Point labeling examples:
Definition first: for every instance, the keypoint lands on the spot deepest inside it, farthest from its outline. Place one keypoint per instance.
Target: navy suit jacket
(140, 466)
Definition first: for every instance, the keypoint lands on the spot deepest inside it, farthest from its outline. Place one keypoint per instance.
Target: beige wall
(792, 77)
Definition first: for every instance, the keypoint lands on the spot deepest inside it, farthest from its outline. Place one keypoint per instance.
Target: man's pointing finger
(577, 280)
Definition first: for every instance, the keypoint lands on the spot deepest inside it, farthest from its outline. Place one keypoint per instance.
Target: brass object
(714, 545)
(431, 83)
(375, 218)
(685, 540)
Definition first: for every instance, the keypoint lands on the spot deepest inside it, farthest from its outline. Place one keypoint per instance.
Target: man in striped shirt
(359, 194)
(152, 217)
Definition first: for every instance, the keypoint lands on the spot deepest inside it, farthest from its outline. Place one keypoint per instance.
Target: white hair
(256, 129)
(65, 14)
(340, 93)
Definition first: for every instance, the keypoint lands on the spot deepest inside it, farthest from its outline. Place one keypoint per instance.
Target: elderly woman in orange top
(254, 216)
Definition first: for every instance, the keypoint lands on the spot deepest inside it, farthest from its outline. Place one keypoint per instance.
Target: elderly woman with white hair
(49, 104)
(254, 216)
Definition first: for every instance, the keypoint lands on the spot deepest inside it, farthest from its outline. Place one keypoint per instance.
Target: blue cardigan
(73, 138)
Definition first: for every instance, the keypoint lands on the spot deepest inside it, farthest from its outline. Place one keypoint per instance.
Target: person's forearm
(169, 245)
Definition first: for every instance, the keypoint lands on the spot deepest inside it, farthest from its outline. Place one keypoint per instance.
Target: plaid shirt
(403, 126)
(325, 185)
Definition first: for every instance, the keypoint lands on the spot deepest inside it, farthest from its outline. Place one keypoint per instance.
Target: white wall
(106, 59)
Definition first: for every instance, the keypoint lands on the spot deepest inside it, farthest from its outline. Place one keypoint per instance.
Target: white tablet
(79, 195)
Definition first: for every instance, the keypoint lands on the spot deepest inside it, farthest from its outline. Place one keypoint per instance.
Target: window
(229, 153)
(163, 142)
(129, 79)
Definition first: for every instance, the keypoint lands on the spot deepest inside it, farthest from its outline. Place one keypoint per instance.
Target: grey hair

▶ _WRITTEN PROBLEM_: Please restate the records in full, word for word.

▶ _TASK RESPONSE_:
Definition first: for every instance, the keypoint lands on the spot deepest inside it, farthest from its outline. Place one keypoint per instance.
Target: navy suit jacket
(140, 466)
Definition first: for every instance, the keypoint lands on the spot deepest inside it, farthest from its outline. Place one keypoint per instance.
Target: beige wall
(792, 77)
Definition first: for every instance, the keypoint lands on the spot deepest inside it, farthest from its outline. Place one keypoint per instance.
Target: man's pointing finger
(577, 280)
Definition first: for every instance, the keypoint lands on the spot deepest inside it, farthest from its outline. Place one keypoint per instance.
Target: brass object
(714, 545)
(431, 83)
(375, 218)
(685, 540)
Definition first: for every instance, the keypoint lands on the spot deepest inside it, farthest from its outline. Place one keypoint per instance.
Target: man in striped shirt
(359, 194)
(152, 217)
Definition first: for every instance, the keypoint lands on the spot deepest inside it, farthest from its outline. Place one keypoint per instance.
Target: white hair
(256, 129)
(65, 14)
(340, 93)
Definition first: for every instance, the keypoint lands on the spot deepest inside it, farthest from its outline. Place one keypoint per instance.
Target: elderly woman in orange top
(254, 216)
Definition first: for every instance, the keypoint lands on the spot deepest inside it, farthest from its outline. Place one keypoint per instance.
Target: elderly woman with white hair
(49, 104)
(254, 216)
Definition first: for every instance, the keypoint lands on the spot deepest inside it, farthest from its outline. Place one keypoint per instance.
Target: blue cardigan
(73, 138)
Definition first: for every instance, the keypoint lands on the spot deepest inside it, farthest from its outline. Place one keypoint per instance.
Target: person's forearm
(169, 245)
Definition first: for every instance, the keypoint lands on the spot deepest inside it, farthest from its outline. Place one keypoint per instance.
Target: plaid shirt
(403, 126)
(325, 185)
Definition first: for every instance, the keypoint lands on the spot deepest inside it, farthest from its outline. Place one keypoint per instance.
Target: white wall
(106, 59)
Definition first: for every instance, the keypoint lands on the spot deepest inside it, farthest from its outline. Place one keypoint per instance.
Target: white tablet
(79, 195)
Definition first: for every instance, the keypoint lands on the spot deepest inside it, farthest from its outline. Place one keypoint per instance.
Target: window
(229, 153)
(163, 142)
(129, 79)
Definition first: for every instance, the keypoint lands on the spot deepest inside it, farthest from its outline. Place one keypoint per instance.
Target: grey hair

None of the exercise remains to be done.